◆ **Page text**
+ + +

Inert gas 129 may go into solution with coolant 170 due to circulation of coolant 170 through cooling loop 199, in addition to force of inert gas 129 entering reservoir 190 via intake valve 127. In order to enhance the purging of oxygen from cooling loop 199, it may be desirable to enhance the concentration of inert gas 129 going into a solution with coolant 170.

In FIG. 1C, there is shown the block diagram of FIG. 1B for heat exchange system 100 having an optional mechanical agitator 176. Mechanical agitator 176, which may operate responsive to force of inert gas 129 entering reservoir 190, or may be separately powered, may be used to agitate coolant 170 to promote inert gas 129 going into solution therewith. Thus, it should be appreciated that concentration of oxygen in a gas state may be reduced and concentration of oxygen in solution may be reduced as described below.

For purposes of clarity by way of example and not limitation, it shall be assumed that a single inert gas 129, namely nitrogen, is used. Nitrogen, when circulated in cooling loop 199 as part of operation of heat exchange system 100, may go into solution with coolant 170 in the form of a dissolved gas forming micro-bubbles. Furthermore, while not wishing to be bound by theory, it is believed that the speed of propagation of acoustic waves is significantly lower and acoustic attenuation is significantly higher in a bubbly liquid than in a “clear” or non-bubbly liquid. Accordingly, a bubbly liquid may enhance reliability and longevity of a heat exchange system. Furthermore, while not wishing to be bound by theory, it is believed that the degree of local turbulence is significantly higher in a multiphase flow than in an equivalent single-phase flow when using a bubbly flow. Thus, the rate of transfer of heat from coolant 170 to inner walls of cooling loop 199, namely “wall-flow” heat transfer, may be considerably increased without significant increase in consumption of energy for transport of coolant.

FIG. 2 is a flow diagram depicting an exemplary embodiment of a purge and fill flow 200 for conditioning cooling loop 199 of FIGS. 1A through 1C. With simultaneous reference to FIGS. 1A through 1C and 2, purge and fill flow 200 is further described.

At 201, cooling loop 199 is purged with inert gas 129 entering via intake valve 127. This purging is to remove or at least substantially reduce the concentration of oxygen in cooling loop 199. Oxygen in cooling loop 199 may exit via exhaust valve 128.

At 202, coolant 170 is added to cooling loop 199 via valve 126. Notably, coolant 170 need not, and in this example does not, completely fill cooling loop 199.

At 203, coolant 170 is flow-circulated in cooling loop 199. Notably, there may be some amount of air, or more particularly oxygen, in solution with coolant 170 as obtained from coolant source 135. This may be due to air mixing with coolant, or coolant composition, or both. Accordingly, coolant 170 may be flow-circulated in cooling loop 199 while optionally purging with inert gas 129 obtained from inert gas source(s) 125, where exhaust valve 128 may be opened as a release value, and may more particularly be configured as a pressure release valve. Purging while coolant 170 is circulated may facilitate additional removal of oxygen from cooling loop 199, or may positively affect the relative concentration of the inert gas-to-oxygen ratio in solution with coolant 170, or a combination of both. While not wishing to be bound by theory, it is believed that by increasing the amount of concentration of inert gas 129 in coolant 170, corrosion caused by any residual oxygen in solution with coolant 170 may be inhibited or at least significantly slowed.

+ + +

◆ **Data provided**
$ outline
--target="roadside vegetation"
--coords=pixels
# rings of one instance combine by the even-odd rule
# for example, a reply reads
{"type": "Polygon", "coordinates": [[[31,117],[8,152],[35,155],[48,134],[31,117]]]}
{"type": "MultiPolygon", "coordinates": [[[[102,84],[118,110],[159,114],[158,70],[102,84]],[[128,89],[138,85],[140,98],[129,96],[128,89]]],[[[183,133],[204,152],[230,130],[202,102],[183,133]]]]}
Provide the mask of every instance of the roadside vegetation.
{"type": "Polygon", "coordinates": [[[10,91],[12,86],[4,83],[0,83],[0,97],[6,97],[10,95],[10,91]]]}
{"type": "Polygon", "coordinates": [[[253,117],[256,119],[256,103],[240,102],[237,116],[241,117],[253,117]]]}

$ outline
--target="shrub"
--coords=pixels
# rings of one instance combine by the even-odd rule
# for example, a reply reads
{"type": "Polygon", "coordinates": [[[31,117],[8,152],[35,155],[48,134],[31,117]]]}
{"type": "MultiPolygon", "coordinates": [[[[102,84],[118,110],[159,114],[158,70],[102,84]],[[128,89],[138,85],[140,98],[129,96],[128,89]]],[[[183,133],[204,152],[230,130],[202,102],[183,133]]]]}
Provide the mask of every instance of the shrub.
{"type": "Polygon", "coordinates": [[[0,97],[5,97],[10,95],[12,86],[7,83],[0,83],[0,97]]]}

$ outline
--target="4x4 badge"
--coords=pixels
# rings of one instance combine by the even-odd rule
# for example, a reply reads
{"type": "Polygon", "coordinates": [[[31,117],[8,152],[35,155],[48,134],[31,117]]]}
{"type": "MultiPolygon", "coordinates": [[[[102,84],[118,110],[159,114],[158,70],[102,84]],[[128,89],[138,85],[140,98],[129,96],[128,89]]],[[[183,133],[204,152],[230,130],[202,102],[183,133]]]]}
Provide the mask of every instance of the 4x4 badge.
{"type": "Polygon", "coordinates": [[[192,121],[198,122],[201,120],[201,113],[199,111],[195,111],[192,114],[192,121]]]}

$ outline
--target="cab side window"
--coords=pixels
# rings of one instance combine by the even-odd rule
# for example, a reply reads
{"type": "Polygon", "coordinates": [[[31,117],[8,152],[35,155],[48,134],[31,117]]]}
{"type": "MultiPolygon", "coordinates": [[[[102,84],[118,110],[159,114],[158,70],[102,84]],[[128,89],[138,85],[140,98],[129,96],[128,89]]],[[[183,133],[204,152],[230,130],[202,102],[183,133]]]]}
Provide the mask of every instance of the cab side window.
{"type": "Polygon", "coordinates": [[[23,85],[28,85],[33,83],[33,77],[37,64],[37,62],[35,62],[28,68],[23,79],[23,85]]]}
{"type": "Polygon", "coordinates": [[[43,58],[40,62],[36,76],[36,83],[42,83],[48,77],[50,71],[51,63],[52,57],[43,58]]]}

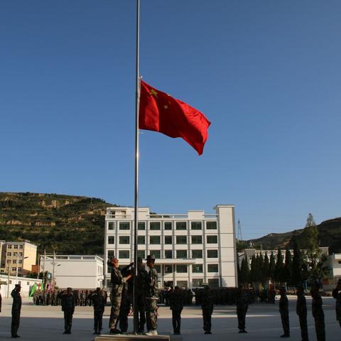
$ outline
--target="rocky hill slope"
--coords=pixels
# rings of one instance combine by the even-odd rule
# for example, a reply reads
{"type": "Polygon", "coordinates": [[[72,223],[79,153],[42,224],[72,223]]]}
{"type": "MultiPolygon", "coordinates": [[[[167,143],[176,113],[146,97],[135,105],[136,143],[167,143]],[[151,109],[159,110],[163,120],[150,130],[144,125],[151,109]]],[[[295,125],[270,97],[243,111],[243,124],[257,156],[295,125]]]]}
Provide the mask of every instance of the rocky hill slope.
{"type": "Polygon", "coordinates": [[[103,254],[106,208],[102,199],[0,193],[0,239],[29,240],[38,252],[103,254]]]}
{"type": "MultiPolygon", "coordinates": [[[[317,225],[320,247],[329,247],[330,253],[341,253],[341,217],[330,219],[317,225]]],[[[251,242],[254,247],[264,249],[292,247],[292,237],[296,236],[298,243],[303,238],[302,229],[286,233],[271,233],[251,242]]]]}

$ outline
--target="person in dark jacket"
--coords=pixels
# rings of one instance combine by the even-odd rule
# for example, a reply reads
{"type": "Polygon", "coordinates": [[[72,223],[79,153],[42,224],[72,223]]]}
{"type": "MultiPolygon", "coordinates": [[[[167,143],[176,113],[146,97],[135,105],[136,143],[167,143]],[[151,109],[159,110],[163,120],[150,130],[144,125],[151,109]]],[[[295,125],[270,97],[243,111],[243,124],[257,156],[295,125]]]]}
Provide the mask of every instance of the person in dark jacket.
{"type": "Polygon", "coordinates": [[[12,337],[20,337],[18,335],[18,329],[20,324],[20,313],[21,311],[21,296],[20,296],[20,291],[21,286],[20,284],[16,284],[16,286],[12,290],[11,296],[13,298],[12,304],[12,323],[11,325],[11,334],[12,337]]]}
{"type": "Polygon", "coordinates": [[[71,334],[72,326],[72,315],[75,313],[75,296],[72,289],[67,288],[66,292],[60,294],[62,303],[62,311],[64,312],[64,332],[63,334],[71,334]]]}
{"type": "Polygon", "coordinates": [[[341,279],[339,279],[336,288],[332,291],[332,297],[336,300],[336,320],[339,321],[341,327],[341,279]]]}
{"type": "Polygon", "coordinates": [[[304,296],[303,286],[298,286],[296,288],[297,302],[296,313],[300,320],[301,335],[302,341],[308,341],[308,325],[307,325],[307,303],[304,296]]]}
{"type": "Polygon", "coordinates": [[[117,328],[117,325],[121,308],[123,286],[126,281],[131,278],[132,274],[129,274],[126,277],[124,277],[119,267],[119,260],[116,257],[113,257],[109,263],[112,266],[112,290],[110,294],[112,309],[110,310],[109,328],[110,328],[110,334],[119,334],[121,332],[117,328]]]}
{"type": "Polygon", "coordinates": [[[105,307],[105,299],[100,288],[96,288],[96,291],[90,296],[90,301],[94,306],[94,335],[100,335],[105,307]]]}
{"type": "Polygon", "coordinates": [[[310,293],[313,298],[311,312],[315,320],[317,340],[325,341],[325,313],[322,307],[322,297],[319,289],[320,286],[316,283],[311,286],[310,293]]]}
{"type": "Polygon", "coordinates": [[[212,334],[212,314],[215,298],[212,291],[210,289],[210,285],[202,284],[204,289],[200,293],[200,301],[201,303],[201,310],[202,311],[202,320],[204,323],[203,330],[205,334],[212,334]]]}
{"type": "Polygon", "coordinates": [[[175,335],[180,335],[181,327],[181,312],[183,309],[183,292],[176,286],[170,294],[169,305],[172,310],[173,330],[175,335]]]}
{"type": "Polygon", "coordinates": [[[146,335],[153,336],[158,335],[158,271],[155,269],[155,256],[149,254],[146,260],[148,266],[145,278],[146,318],[148,329],[146,335]]]}
{"type": "Polygon", "coordinates": [[[288,297],[286,296],[286,290],[284,287],[281,288],[279,293],[281,298],[279,299],[279,313],[281,314],[281,320],[282,320],[282,326],[284,334],[281,337],[290,337],[289,327],[289,308],[288,297]]]}
{"type": "Polygon", "coordinates": [[[249,308],[249,298],[243,287],[239,286],[236,297],[237,316],[238,317],[239,332],[247,332],[245,330],[245,318],[249,308]]]}

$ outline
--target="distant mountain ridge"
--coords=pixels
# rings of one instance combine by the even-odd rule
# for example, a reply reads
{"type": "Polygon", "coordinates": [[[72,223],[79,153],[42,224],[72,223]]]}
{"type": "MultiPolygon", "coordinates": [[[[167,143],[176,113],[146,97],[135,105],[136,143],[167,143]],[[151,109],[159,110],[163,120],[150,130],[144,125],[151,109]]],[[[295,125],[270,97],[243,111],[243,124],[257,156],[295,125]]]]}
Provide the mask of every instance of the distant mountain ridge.
{"type": "MultiPolygon", "coordinates": [[[[330,219],[317,225],[320,247],[329,247],[330,253],[341,253],[341,217],[330,219]]],[[[278,247],[293,247],[292,238],[296,237],[298,244],[303,237],[303,229],[285,233],[271,233],[256,239],[248,240],[254,247],[275,249],[278,247]]]]}
{"type": "Polygon", "coordinates": [[[106,208],[84,196],[0,193],[0,239],[29,240],[38,252],[103,254],[106,208]]]}

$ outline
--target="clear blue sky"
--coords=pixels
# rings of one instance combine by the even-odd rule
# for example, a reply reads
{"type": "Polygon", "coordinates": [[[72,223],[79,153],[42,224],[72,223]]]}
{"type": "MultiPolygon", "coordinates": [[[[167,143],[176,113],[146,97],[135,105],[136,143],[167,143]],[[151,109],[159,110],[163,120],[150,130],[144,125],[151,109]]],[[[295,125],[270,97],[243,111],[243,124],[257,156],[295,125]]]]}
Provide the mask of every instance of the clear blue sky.
{"type": "MultiPolygon", "coordinates": [[[[341,216],[341,1],[141,0],[141,74],[212,121],[143,131],[140,205],[243,237],[341,216]]],[[[134,205],[135,0],[0,1],[0,190],[134,205]]]]}

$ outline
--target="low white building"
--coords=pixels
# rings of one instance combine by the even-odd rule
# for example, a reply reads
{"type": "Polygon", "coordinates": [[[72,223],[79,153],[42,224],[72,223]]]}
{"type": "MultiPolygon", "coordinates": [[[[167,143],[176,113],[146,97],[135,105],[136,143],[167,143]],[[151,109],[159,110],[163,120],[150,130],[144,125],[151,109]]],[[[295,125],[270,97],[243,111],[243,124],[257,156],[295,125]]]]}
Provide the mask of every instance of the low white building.
{"type": "Polygon", "coordinates": [[[40,256],[40,271],[53,276],[59,288],[95,289],[103,286],[103,259],[98,256],[53,255],[40,256]]]}
{"type": "Polygon", "coordinates": [[[323,288],[331,290],[335,288],[337,281],[341,279],[341,254],[329,255],[324,265],[323,288]]]}
{"type": "Polygon", "coordinates": [[[11,297],[11,293],[14,288],[16,284],[20,284],[21,286],[21,297],[28,297],[31,288],[36,283],[37,286],[41,285],[41,279],[30,278],[28,277],[18,277],[10,276],[9,278],[7,274],[0,274],[0,283],[6,283],[1,284],[0,293],[1,297],[5,298],[11,297]],[[7,282],[9,279],[9,286],[7,286],[7,282]]]}
{"type": "MultiPolygon", "coordinates": [[[[190,210],[187,214],[152,215],[139,207],[138,256],[156,256],[159,286],[193,288],[237,285],[234,207],[218,205],[215,214],[190,210]]],[[[104,286],[110,287],[108,259],[120,266],[134,259],[131,207],[108,207],[105,217],[104,286]]]]}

+ + +

◆ **Instructions for the task**
Set down the stretch of the coolant-purging text above from "In FIG. 1C, there" through "as described below.", copying it word for word.

◆ **Correct answer**
In FIG. 1C, there is shown the block diagram of FIG. 1B for heat exchange system 100 having an optional mechanical agitator 176. Mechanical agitator 176, which may operate responsive to force of inert gas 129 entering reservoir 190, or may be separately powered, may be used to agitate coolant 170 to promote inert gas 129 going into solution therewith. Thus, it should be appreciated that concentration of oxygen in a gas state may be reduced and concentration of oxygen in solution may be reduced as described below.